***** Selected passage
I certainly don't have any explanation either. I don't see why the template
name would make any difference.

Have you been able to replicate the problem on another machine?

-tk

On Sat, Nov 5, 2016 at 6:55 PM, gjr80 <[email protected]> wrote:

> I have had a long running memory leak on my on-line weewx system that I
> have finally managed to nail with what I think is a somewhat bizarre cause.
> Its a bit of a long story I am afraid...
>
> My on-line system runs some some 20+ skins (some generating a single
> report only) and a multitude of search list extensions support these skins.
> The first time I noticed the issue was when weewx would stop producing
> output, weewx was still running but nothing was occurring (records being
> saved, reports being generated). I could stop weewx and start it again no
> problems and things wuld resume. The first time I gave it the benefit of
> the doubt. A couple of weeks later it happened again. A little
> investigation revealed that I was running out of memory. I use the cmon
> extension to monitor my system and I could see that weewx memory usage was
> a classic sawtooth, starting from a some value that I cannot remember now
> (this was well over a year ago) and gradually stepping up to a little under
> the 512 MB my (then) RPi had. I didn't have time to deal with the root
> cause (nor did I know how to find the root cause) so I lived with the
> issue. Some fairly frequent tweaking of my system tended to mask the issue
> as weewx was being restarted fairly regularly.
>
> Move on a while and I replaced my RPi with an Odroid U3, the issue
> remained but at the Odroid has 2GB ram the time between lockups was
> greater. I now recorded some data; ram usage was increasing around 70-80 MB
> per day and I would generally get around 4 weeks between lockups. The ram
> usage would increase straight away after a weewx start and it would jump by
> around 3MB every hour or so. I upgraded from Debian Wheezy to Jessie and at
> first the issue disappered (I think) but it came back soon after. I had
> seen some posts about other users having a memory leak with PIL or pillow
> so I made sure it was up to date on my system. As I use Debian quite often
> the packages are some what behind the latest release so I forced Debian to
> use the latest package. Still no change. Given the number of skins and SLE
> I run I suspected that one of my skins or associated SLE was the source of
> the problem.
**********
Goal of the exercise: List every amount of memory given in the mailing-list message above, in the order it appears.
***** Items
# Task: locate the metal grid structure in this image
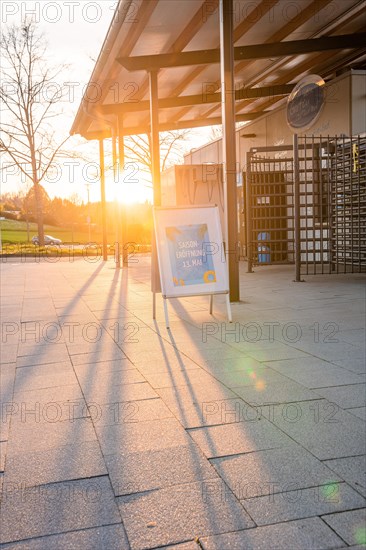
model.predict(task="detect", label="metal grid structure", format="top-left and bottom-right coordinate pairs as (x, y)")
top-left (299, 136), bottom-right (366, 275)
top-left (245, 146), bottom-right (295, 271)
top-left (245, 136), bottom-right (366, 280)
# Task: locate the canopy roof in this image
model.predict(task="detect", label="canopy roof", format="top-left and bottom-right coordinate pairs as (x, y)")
top-left (71, 0), bottom-right (366, 139)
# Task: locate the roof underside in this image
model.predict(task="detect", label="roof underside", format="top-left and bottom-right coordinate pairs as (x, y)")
top-left (71, 0), bottom-right (366, 139)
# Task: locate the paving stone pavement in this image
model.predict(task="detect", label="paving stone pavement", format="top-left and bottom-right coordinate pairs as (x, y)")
top-left (0, 255), bottom-right (366, 550)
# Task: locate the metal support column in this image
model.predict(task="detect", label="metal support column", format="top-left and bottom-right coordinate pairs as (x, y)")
top-left (112, 126), bottom-right (121, 269)
top-left (99, 139), bottom-right (108, 262)
top-left (293, 134), bottom-right (301, 282)
top-left (149, 71), bottom-right (161, 206)
top-left (220, 0), bottom-right (240, 302)
top-left (245, 152), bottom-right (253, 273)
top-left (149, 71), bottom-right (161, 308)
top-left (118, 116), bottom-right (128, 266)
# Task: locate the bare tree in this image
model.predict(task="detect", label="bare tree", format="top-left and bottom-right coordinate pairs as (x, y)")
top-left (0, 21), bottom-right (68, 246)
top-left (124, 130), bottom-right (192, 179)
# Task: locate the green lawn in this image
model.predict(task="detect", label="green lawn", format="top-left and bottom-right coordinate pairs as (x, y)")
top-left (0, 220), bottom-right (115, 244)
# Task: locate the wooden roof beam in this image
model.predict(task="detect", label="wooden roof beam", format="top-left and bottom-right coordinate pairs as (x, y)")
top-left (98, 84), bottom-right (294, 115)
top-left (117, 32), bottom-right (366, 71)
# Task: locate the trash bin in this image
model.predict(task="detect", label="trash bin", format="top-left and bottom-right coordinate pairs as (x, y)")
top-left (258, 231), bottom-right (271, 264)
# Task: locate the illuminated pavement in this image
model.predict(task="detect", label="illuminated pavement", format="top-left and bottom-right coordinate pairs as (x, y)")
top-left (0, 256), bottom-right (366, 550)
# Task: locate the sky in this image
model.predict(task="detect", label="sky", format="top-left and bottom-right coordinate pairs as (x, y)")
top-left (0, 0), bottom-right (214, 202)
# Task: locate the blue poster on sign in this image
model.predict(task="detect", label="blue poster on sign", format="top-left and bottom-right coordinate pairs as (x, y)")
top-left (165, 223), bottom-right (216, 286)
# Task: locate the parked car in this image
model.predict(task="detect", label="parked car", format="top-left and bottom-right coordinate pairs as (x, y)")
top-left (32, 235), bottom-right (62, 245)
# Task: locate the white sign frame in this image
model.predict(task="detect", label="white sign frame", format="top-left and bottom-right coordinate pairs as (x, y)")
top-left (153, 205), bottom-right (231, 328)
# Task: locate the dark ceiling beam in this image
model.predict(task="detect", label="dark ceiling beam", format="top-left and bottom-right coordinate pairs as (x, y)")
top-left (98, 84), bottom-right (295, 115)
top-left (82, 111), bottom-right (264, 141)
top-left (117, 32), bottom-right (366, 71)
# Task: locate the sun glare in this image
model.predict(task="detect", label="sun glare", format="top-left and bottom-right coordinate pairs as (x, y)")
top-left (114, 180), bottom-right (152, 204)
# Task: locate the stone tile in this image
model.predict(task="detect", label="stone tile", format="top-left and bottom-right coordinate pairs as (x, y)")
top-left (200, 518), bottom-right (344, 550)
top-left (269, 358), bottom-right (363, 389)
top-left (17, 356), bottom-right (71, 368)
top-left (347, 407), bottom-right (366, 421)
top-left (16, 360), bottom-right (74, 380)
top-left (95, 418), bottom-right (191, 454)
top-left (14, 386), bottom-right (83, 409)
top-left (332, 360), bottom-right (366, 374)
top-left (262, 399), bottom-right (365, 460)
top-left (248, 345), bottom-right (306, 362)
top-left (243, 483), bottom-right (366, 525)
top-left (0, 441), bottom-right (8, 472)
top-left (14, 367), bottom-right (78, 393)
top-left (232, 378), bottom-right (317, 405)
top-left (83, 382), bottom-right (158, 405)
top-left (94, 398), bottom-right (173, 426)
top-left (71, 347), bottom-right (126, 365)
top-left (66, 337), bottom-right (120, 357)
top-left (117, 483), bottom-right (254, 550)
top-left (323, 456), bottom-right (366, 497)
top-left (4, 441), bottom-right (108, 487)
top-left (322, 508), bottom-right (366, 546)
top-left (2, 524), bottom-right (130, 550)
top-left (73, 357), bottom-right (135, 379)
top-left (7, 418), bottom-right (96, 458)
top-left (144, 368), bottom-right (219, 388)
top-left (75, 363), bottom-right (146, 391)
top-left (105, 442), bottom-right (218, 496)
top-left (211, 444), bottom-right (340, 500)
top-left (189, 420), bottom-right (292, 458)
top-left (0, 476), bottom-right (120, 542)
top-left (1, 350), bottom-right (18, 363)
top-left (156, 382), bottom-right (237, 428)
top-left (17, 343), bottom-right (69, 366)
top-left (316, 384), bottom-right (366, 409)
top-left (202, 352), bottom-right (267, 375)
top-left (212, 363), bottom-right (289, 388)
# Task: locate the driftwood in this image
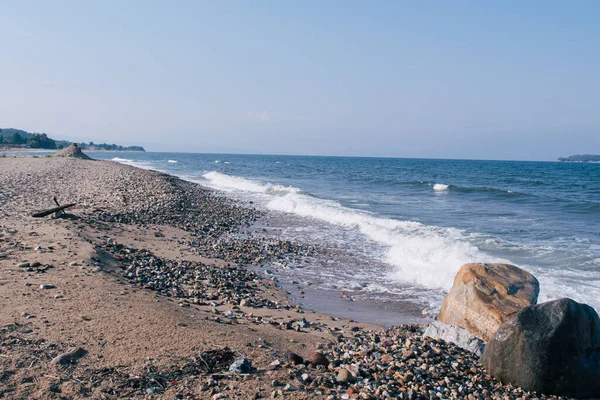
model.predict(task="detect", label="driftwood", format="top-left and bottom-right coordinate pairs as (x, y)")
top-left (31, 203), bottom-right (77, 218)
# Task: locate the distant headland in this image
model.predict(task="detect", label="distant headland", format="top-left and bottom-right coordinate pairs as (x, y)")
top-left (558, 154), bottom-right (600, 163)
top-left (0, 128), bottom-right (146, 151)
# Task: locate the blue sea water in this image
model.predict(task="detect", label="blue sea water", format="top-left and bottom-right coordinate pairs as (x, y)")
top-left (85, 152), bottom-right (600, 314)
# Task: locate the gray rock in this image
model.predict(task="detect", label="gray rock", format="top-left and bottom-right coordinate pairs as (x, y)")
top-left (423, 320), bottom-right (485, 357)
top-left (146, 386), bottom-right (163, 394)
top-left (482, 299), bottom-right (600, 398)
top-left (229, 357), bottom-right (252, 374)
top-left (40, 283), bottom-right (56, 289)
top-left (50, 347), bottom-right (87, 365)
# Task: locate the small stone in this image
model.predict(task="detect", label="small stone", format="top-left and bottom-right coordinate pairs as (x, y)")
top-left (40, 283), bottom-right (56, 289)
top-left (283, 383), bottom-right (298, 392)
top-left (335, 368), bottom-right (354, 383)
top-left (381, 354), bottom-right (394, 362)
top-left (229, 357), bottom-right (252, 374)
top-left (306, 351), bottom-right (329, 367)
top-left (286, 351), bottom-right (304, 365)
top-left (266, 360), bottom-right (281, 371)
top-left (50, 347), bottom-right (87, 365)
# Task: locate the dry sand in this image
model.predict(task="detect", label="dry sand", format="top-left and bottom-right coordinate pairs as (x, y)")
top-left (0, 157), bottom-right (376, 398)
top-left (0, 157), bottom-right (568, 399)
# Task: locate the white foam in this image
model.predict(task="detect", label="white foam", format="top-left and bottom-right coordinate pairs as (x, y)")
top-left (111, 157), bottom-right (155, 169)
top-left (204, 172), bottom-right (506, 289)
top-left (202, 171), bottom-right (300, 194)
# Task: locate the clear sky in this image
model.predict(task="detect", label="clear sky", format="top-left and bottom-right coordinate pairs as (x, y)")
top-left (0, 0), bottom-right (600, 160)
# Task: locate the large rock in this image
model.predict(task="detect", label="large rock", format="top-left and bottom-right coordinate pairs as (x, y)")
top-left (423, 321), bottom-right (484, 357)
top-left (482, 299), bottom-right (600, 398)
top-left (437, 264), bottom-right (540, 342)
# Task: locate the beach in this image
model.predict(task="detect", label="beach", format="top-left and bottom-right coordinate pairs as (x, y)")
top-left (0, 156), bottom-right (572, 399)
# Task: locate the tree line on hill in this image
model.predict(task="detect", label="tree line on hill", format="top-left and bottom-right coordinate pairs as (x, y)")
top-left (0, 128), bottom-right (145, 151)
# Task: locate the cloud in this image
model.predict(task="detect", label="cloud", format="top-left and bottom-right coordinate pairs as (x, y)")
top-left (246, 110), bottom-right (271, 122)
top-left (9, 26), bottom-right (37, 39)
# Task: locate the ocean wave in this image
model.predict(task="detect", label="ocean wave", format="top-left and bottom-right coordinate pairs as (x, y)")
top-left (203, 171), bottom-right (506, 289)
top-left (111, 157), bottom-right (133, 164)
top-left (202, 171), bottom-right (301, 194)
top-left (111, 157), bottom-right (155, 169)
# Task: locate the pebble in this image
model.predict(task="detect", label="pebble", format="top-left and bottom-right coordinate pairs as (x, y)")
top-left (40, 283), bottom-right (56, 289)
top-left (229, 357), bottom-right (252, 374)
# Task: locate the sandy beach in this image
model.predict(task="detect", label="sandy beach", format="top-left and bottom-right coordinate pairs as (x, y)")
top-left (0, 157), bottom-right (568, 399)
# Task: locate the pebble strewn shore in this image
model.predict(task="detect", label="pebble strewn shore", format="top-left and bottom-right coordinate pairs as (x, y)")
top-left (0, 159), bottom-right (576, 400)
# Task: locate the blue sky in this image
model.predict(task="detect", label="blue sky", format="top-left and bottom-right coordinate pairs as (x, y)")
top-left (0, 0), bottom-right (600, 160)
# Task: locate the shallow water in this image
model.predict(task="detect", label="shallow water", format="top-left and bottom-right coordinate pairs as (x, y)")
top-left (91, 152), bottom-right (600, 315)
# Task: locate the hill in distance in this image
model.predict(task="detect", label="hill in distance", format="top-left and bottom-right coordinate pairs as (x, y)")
top-left (0, 128), bottom-right (146, 151)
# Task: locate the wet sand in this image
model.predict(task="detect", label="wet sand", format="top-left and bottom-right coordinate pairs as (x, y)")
top-left (0, 157), bottom-right (568, 399)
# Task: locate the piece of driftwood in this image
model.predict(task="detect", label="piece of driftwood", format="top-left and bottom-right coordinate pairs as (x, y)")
top-left (31, 203), bottom-right (77, 218)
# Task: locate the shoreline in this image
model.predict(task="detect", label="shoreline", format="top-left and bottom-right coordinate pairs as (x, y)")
top-left (0, 157), bottom-right (564, 399)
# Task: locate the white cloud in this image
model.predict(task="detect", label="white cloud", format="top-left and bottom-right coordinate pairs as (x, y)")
top-left (246, 110), bottom-right (271, 122)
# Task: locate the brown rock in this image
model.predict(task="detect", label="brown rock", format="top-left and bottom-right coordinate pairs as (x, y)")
top-left (335, 368), bottom-right (354, 383)
top-left (306, 351), bottom-right (329, 367)
top-left (437, 263), bottom-right (540, 342)
top-left (286, 351), bottom-right (304, 365)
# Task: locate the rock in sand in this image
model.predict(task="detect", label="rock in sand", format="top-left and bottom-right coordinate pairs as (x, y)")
**********
Response to this exercise:
512 MB
2GB
70-80 MB
3MB